- WHAT IS EXPECTED -
Give the data back exactly as it stands.

(Beginning of SOURCE DATA)

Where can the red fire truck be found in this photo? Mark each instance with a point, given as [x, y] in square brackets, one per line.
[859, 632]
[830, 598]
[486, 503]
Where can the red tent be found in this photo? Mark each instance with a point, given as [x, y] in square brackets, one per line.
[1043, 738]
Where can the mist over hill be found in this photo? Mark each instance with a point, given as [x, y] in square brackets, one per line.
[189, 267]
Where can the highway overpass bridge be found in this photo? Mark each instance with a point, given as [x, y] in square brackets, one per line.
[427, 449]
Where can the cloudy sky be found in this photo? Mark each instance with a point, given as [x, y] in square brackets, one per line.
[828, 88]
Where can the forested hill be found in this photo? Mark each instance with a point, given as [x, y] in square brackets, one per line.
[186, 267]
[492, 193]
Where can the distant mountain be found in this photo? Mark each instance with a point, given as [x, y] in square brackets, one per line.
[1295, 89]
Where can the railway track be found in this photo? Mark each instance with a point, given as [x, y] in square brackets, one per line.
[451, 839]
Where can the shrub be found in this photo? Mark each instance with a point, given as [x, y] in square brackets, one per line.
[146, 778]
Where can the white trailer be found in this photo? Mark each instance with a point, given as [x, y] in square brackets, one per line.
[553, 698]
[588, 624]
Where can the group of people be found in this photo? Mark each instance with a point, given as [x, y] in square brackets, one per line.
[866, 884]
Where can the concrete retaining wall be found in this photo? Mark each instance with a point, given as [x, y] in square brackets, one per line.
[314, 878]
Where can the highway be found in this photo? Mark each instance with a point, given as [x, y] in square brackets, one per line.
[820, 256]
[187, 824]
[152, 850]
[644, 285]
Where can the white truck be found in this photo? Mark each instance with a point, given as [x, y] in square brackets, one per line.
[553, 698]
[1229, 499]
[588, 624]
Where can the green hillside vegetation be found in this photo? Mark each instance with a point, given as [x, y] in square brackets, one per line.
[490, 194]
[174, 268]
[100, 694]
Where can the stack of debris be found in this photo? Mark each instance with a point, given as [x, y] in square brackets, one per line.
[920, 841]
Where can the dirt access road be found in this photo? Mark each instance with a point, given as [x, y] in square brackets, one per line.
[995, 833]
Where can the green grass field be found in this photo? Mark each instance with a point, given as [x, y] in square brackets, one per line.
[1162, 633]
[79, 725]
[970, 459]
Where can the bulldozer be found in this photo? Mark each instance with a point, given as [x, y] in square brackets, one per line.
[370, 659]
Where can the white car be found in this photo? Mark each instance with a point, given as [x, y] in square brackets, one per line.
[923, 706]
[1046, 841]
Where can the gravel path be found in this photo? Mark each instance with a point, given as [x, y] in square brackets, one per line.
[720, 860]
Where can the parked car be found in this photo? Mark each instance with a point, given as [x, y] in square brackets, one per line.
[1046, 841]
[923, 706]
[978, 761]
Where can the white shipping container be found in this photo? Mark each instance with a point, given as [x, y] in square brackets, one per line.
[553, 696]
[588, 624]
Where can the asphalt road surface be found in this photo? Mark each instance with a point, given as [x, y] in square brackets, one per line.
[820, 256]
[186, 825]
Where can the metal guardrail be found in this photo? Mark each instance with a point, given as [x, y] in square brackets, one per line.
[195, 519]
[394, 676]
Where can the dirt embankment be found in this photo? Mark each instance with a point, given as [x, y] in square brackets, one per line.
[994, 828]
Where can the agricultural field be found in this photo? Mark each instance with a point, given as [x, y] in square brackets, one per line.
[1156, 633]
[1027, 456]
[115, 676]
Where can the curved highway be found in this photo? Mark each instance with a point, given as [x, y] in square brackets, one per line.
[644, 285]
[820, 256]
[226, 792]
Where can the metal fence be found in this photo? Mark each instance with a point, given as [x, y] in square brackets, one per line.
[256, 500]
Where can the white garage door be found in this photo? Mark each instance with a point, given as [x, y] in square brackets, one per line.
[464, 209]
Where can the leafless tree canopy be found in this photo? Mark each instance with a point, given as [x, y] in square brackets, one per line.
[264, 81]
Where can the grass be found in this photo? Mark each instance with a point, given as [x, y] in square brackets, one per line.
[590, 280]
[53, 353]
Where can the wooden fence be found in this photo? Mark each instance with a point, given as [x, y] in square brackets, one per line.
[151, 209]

(End of SOURCE DATA)

- WRITTEN ANSWER -
Where can the red fire truck be found in this photo? Mark each instance with a point, given as [x, y] in square brackets, one per line.
[859, 632]
[830, 598]
[486, 503]
Where can the red tent be found in this photo? Mark each instance with a point, given as [x, y] in square brackets, one per line.
[1043, 738]
Where can the mist over hill be found in this photo? Mark each instance with a point, given as [x, y] in square brackets, one per line.
[189, 267]
Where can the highway overpass bridge be found in this photo? Mark each instance with a point, given as [x, y] in square brackets, one per line.
[427, 449]
Where can the cloudy sky be found in this photo? Mark each instance with a point, given as [x, y] in square brackets, one per line.
[828, 88]
Where can the forested hill be found in this photo? Mark each instance with a point, given as [x, y] in square brackets, one per line.
[186, 267]
[492, 193]
Where can the distant mountain be found in this photo? Mark each instance with a point, given as [x, y] in square brackets, one per line.
[1295, 89]
Where can the railway track be found in this photo? Mark each instance with a point, given as [x, y] in square brackets, one per line.
[451, 839]
Where can the shrub be found in this photo? Mark each instance with a point, given as [x, y] in square brackets, one per line.
[146, 778]
Where can the white trailer be found in this photo? Mark each instance with a point, given as [x, y] in square brackets, one per line.
[553, 698]
[588, 624]
Where can the group of people be found in this photo? Mark each instance with a point, given as [x, y] in square brackets, one per line.
[866, 884]
Where can the concrete retaining wall be found in this photo? Mark each instance with a point, given as [x, y] in square brackets, one per line.
[314, 878]
Where can the highway be found in this photo? Mark each instance with a point, given as [x, y] in square brackets, one per line.
[820, 256]
[187, 824]
[152, 850]
[644, 285]
Where can the white truck be found in this photo? Mark each instance with a point, given as [x, y] in square brackets, one per line.
[553, 698]
[1229, 499]
[588, 624]
Where can the green hillside vegetation be found in this photo? Mark each instance with a point, given as [x, y] in square brackets, one per line.
[490, 194]
[174, 268]
[100, 694]
Where can the stack of debris be found in this photo? Mark each instance with a point, given as [x, y] in square brackets, one per line.
[920, 841]
Where can the dirt access road be found in this photo? Mark each instance with a point, given as [x, y] in square brackets, one per line.
[995, 833]
Where can the green grass field be found in this photo? Mark each instance with a point, given as [x, y] in square brackets, one per line.
[1162, 633]
[79, 725]
[970, 459]
Where can the bulldozer be found in this photo? Mark each instance with a point, given as [x, y] in square brackets, one per line.
[370, 659]
Where can the white car be found in this photo? Mark each instance with a point, given as [x, y] in square brackets, one per line.
[923, 706]
[1046, 841]
Where can the gravel path be found in this photo? Mark each instance with a point, given as [x, y] in square brackets, one per line.
[720, 860]
Where can the parked car be found in this photo? Mark each instance with a point, given as [x, y] in square brackets, one per line.
[1046, 841]
[923, 706]
[978, 761]
Where can the white shipping container be found in this photo? Mark each instance with a point, given as [x, y] in square brackets, one per line.
[553, 696]
[588, 624]
Where can the asphalt road surface be found in this photo? Mark each instance with a point, given as [x, y] in square brackets, one per line.
[820, 256]
[186, 825]
Where can the metal guardrail be found in this photo? Mark each instance with a point, given as [x, y] in square brackets, one per line.
[195, 519]
[394, 676]
Where can the dirt embankment be found in this photo? Mark each instance with a point, given as [x, y] in square brackets, one per line.
[994, 828]
Where can the agricultural field be found in this photo? Mark each instance with a point, given as [x, y] in square brackets, one per line.
[1156, 633]
[1027, 456]
[115, 676]
Where can the curved highway be found in this photo? Mark each instance with a point, given as [x, y] in square brackets, one per line.
[644, 285]
[820, 256]
[226, 792]
Where can the metal fence be found in this photo? Mark each instance with a point, given as [x, y] in square brackets, one per line.
[256, 500]
Where can the white garage door be found in this photo? Mark each instance with a point, given as [x, y] in square brackets, one per line.
[464, 209]
Where can the leafless tree canopy be found in this photo? Mark each instance with a point, given as [x, y] in square brackets, one per line.
[264, 81]
Where can the grass be found in this photo? Mark each instance with a point, given as [x, y] in square brackets, one per line.
[590, 280]
[53, 353]
Where can the wooden fence be found in this photo? Mark each instance with a point, given as [x, y] in square brackets, one per line.
[151, 209]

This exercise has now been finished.